| 抜粋テキスト |

----

不発連合式バックドロップ

日記と余談です。

大鹿村行った事あります

 きっちり書きたかったのだが記憶が薄れつつあるので、とりあえずざくっと感想を見た順に。やっぱり見てからある程度の間に書いておかんといかんなぁ。

 大鹿村騒動記』(監督・企画/阪本順治、脚本/荒井晴彦阪本順治)。原田芳雄の遺作云々関係なく、愛嬌と人情がつまったすばらしい映画と断言する。それでいて演ずる事、現実と虚構の混濁などのテーマがあってなかなか味わい深い。
 役者陣はみんな楽しそうに演じていて、ナイスな演技。それぞれがキャリアを積み、確かな演技力を持っている大ベテランばかりなのに、くっだらない喧嘩や会話を繰り広げていて笑いがこみあげて来る。特に原田芳雄岸部一徳のコンビが、寝取り寝取られというドロドロの関係にもかかわらず、軽やかなじゃれ合いでニタニタしてしまった。
 役者が「素人」を演じ、その「素人」が劇の中で「役者」となって違う演技をする。ある種のメタ的構造を作りだす事で、人間と役者、演じる事の繋がりや深みを表現している。現実と虚構は違うものでありながら、互いに影響し合っていて、奥深い作品となっている。
 そして、やはり原田芳雄の演技がよかった。おそらく撮影時期は既に病に冒されていた事だろう。周囲がどれだけ把握していたのか、監督が何を考えていたのかは知らないし、知る必要もない。映画で見せたあの後ろ姿が遺影なのだ。昔の作品を思い返している人が多いけれど、原田芳雄は生涯現役だったのだ。新たな代表作は最後の代表作となった。それは見事な群像喜劇であった。

慌てるな、アーサーの罠だ


 『メカニック』(監督/サイモン・ウェスト、出演/ジェイソン・ステイサムベン・フォスター)。痛快アクションを期待したのだが、むしろ愉快。オープニングが全くそそられない演出なので大丈夫なのかいと心配になり、その心配通りフックが全然ないものだからシビれたりゾワッとする瞬間はないのだが、逆にドラマにも感情にも溜めや起伏が一切ない演出がだんだん快楽になってくる。
 はっきり言って、お世辞にもセンスがいいとは言えない。不必要に人物アップが多くて、アクションなのに全身や動作が見えないのがいただけないし、女キャラは適当で、せっかくの御大ドナルド・サザーランドの使い方も勿体ない。ベン・フォスターの使いどころだけは熟知したかのように、的確だったけれど。ステイサムさんは相変わらず。
 ピンチもピークもなくツツーッと滑るように映画は走っていって、何があっても「実は準備していた」という一言で万事OKなので、ラストのあれやこれやも含めて笑いながら納得してしまった。あと、余談ながら、しつこく出て来る「周到な準備が勝利を導く」という格言は、動く前に考えてしまうタイプの人間としては、不覚にもグッと来てしまったよ。

----

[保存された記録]

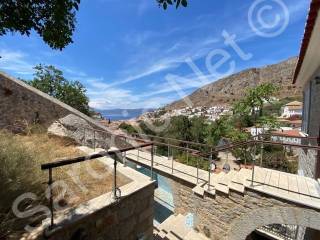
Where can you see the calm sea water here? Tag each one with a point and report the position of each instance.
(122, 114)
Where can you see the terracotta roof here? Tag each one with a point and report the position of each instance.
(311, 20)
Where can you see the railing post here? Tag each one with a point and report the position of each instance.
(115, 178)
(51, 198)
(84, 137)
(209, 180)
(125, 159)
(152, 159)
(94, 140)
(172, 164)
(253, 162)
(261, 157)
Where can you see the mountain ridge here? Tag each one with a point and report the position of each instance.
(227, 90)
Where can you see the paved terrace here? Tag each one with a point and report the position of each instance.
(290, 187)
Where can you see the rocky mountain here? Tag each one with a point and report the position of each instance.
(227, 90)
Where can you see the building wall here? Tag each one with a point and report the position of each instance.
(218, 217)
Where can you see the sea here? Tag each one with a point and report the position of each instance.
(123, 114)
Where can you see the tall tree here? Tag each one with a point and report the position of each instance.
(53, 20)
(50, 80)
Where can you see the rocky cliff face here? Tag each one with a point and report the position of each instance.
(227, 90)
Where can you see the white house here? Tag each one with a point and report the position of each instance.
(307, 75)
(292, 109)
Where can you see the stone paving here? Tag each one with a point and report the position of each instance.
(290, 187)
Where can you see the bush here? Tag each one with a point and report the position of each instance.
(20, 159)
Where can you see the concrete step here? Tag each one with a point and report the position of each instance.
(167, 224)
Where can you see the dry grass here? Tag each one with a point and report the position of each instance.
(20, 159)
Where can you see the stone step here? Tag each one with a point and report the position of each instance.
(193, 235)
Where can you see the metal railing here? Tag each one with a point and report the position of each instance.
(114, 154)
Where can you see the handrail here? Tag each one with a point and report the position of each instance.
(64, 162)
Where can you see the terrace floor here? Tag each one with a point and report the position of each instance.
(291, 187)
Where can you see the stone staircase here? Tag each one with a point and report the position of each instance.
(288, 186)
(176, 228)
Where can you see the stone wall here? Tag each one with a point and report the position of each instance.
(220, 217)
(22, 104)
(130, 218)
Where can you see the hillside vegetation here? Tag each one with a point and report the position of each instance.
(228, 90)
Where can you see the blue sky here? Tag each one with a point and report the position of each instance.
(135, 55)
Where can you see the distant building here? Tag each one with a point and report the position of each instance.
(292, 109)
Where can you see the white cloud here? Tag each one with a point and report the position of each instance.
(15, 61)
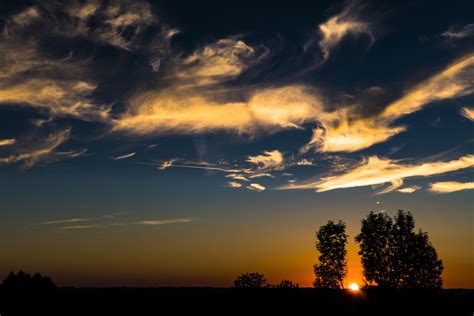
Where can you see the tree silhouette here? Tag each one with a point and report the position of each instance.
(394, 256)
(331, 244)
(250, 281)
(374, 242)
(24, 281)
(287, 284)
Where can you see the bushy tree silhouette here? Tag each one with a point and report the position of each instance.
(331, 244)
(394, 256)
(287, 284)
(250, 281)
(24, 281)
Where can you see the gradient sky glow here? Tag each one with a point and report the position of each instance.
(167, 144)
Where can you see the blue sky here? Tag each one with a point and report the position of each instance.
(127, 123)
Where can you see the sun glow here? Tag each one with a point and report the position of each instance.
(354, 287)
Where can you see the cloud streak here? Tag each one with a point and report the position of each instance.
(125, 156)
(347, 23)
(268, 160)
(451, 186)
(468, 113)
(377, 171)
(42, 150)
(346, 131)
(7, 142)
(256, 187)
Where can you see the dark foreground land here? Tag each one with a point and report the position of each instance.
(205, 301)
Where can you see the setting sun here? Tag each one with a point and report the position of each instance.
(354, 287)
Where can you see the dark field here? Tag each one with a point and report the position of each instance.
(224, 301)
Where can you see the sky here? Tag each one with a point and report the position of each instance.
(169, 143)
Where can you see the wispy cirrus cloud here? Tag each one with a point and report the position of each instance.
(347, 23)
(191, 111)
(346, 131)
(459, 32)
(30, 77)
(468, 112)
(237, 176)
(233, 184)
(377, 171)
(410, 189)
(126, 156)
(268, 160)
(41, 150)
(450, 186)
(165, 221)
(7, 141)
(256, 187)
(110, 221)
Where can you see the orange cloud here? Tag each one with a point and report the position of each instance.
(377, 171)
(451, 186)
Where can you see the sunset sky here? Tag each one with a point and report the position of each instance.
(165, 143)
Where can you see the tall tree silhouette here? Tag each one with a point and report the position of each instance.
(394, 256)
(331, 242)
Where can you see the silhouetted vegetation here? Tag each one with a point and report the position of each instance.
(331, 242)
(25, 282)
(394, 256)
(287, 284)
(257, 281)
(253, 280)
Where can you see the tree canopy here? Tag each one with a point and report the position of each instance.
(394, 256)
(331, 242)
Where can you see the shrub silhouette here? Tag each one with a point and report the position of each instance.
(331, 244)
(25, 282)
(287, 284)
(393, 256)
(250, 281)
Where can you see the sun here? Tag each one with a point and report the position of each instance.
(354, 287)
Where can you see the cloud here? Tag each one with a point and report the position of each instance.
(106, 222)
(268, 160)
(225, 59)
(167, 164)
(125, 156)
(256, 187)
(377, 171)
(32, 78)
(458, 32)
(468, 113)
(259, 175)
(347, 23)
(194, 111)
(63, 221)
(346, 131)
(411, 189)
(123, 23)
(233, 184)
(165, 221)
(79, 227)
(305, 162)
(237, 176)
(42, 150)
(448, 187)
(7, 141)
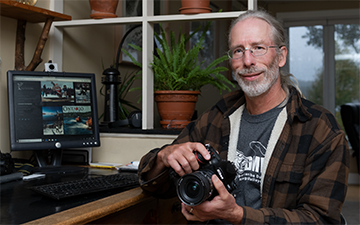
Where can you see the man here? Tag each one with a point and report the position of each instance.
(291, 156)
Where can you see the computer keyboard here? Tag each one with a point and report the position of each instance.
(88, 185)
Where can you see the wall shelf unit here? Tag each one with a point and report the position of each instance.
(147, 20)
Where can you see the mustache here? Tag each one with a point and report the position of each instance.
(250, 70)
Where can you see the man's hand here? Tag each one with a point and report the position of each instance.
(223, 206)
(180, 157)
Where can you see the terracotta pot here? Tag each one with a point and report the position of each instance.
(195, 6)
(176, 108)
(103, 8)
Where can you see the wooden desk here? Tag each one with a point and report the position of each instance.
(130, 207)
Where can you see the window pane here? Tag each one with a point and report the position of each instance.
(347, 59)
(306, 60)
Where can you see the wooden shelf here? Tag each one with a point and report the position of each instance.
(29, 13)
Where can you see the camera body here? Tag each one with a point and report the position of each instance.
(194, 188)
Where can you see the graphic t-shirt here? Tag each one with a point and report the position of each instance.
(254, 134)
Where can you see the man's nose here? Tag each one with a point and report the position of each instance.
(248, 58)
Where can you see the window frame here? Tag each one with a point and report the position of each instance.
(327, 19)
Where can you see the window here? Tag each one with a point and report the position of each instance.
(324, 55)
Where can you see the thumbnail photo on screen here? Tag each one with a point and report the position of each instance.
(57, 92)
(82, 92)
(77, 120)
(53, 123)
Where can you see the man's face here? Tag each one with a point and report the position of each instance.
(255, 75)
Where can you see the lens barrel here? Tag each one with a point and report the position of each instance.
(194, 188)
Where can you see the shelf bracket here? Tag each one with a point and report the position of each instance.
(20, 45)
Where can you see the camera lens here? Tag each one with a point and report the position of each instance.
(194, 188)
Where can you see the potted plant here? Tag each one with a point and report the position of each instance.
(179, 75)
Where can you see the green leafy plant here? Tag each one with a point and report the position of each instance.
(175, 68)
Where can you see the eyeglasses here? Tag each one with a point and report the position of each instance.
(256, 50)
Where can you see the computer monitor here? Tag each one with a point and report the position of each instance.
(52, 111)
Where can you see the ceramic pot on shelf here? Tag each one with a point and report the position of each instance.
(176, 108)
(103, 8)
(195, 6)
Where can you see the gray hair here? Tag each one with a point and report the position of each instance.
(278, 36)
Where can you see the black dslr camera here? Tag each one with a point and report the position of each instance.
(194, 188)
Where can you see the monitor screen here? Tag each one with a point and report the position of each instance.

----

| 出題内容 |
映画の感想を綴った抜粋テキストを、最後の文の後から書き継いでください。

| 課題の結果 |
特に何もなし


 ツリー・オブ・ライフ(監督/テレンス・マリック、 出演/ブラッド・ピットショーン・ペンジェシカ・チャステイン)。何とも思わせぶりで、父殺しの誘惑、母性への回帰、生命賛歌をマクロ/ミクロの構図で描き出している、わりには何も語られていないような気がした。
 自在なカメラワーク、秀逸で印象的なショット、見事な繋ぎ、ブラッド・ピットの「アメリカの父親」像、ジェシカ・チャステインの神々しいまでの美しさなど、画で言えば傑作としか思えない要素ばかりなのだが……中盤以降のドラマパートはともかく、俺には前半の大自然描写と優雅な音楽が退屈すぎて。
 映画の感想や分析を読むのは楽しいのだが、肝心の作品自体はちょっと無理だった。こういう神の使い方というのは、もういいんじゃないのと言いたくなったよ。

BETTERな世界で未来を思う


 『未来を生きる君たちへ』(監督/スサンネ・ビア、出演/ミカエル・パーシュブラント、トリーヌ・ディルホム、ウルリク・トムセン)。「理解なき暴力」に対して、復讐か対話か、赦しへ辿りつく事ができるのか。アフリカとデンマークを舞台に、ミクロとマクロ二つの視点でそれらを見つめる。
 とても生真面目な作品だと思うがテーマが見え過ぎているし、構築もしきれていなかったのが残念。何より「対話」の限界こそあれど、その先にあるだろう「理解」(≒赦し)に辿りつく前にヘトヘトになってしまっていて、その「疲弊」こそが描きたいものだったのかもしれないけれど、自らの行為ともたらした結果に対する責任がここにはなく、フィクションならばあと一歩踏み込んでほしかった。アフリカパートがやや陳腐だったのも残念。ただ、暴力という人間だけの問題に神を登場させずに貫いたのはよかった。
 原題の「HÆVNEN」は復讐の意だが、英題は「IN A BETTER WORLD」で皮肉が利いている。BETTERな世界にいる人間が復讐か対話かを問うている時に、WORSEな世界にいる人間は何を選べるというのか。それに比べれば邦題はいささかセンチメンタルというか、ピントがずれちゃっているなと思う。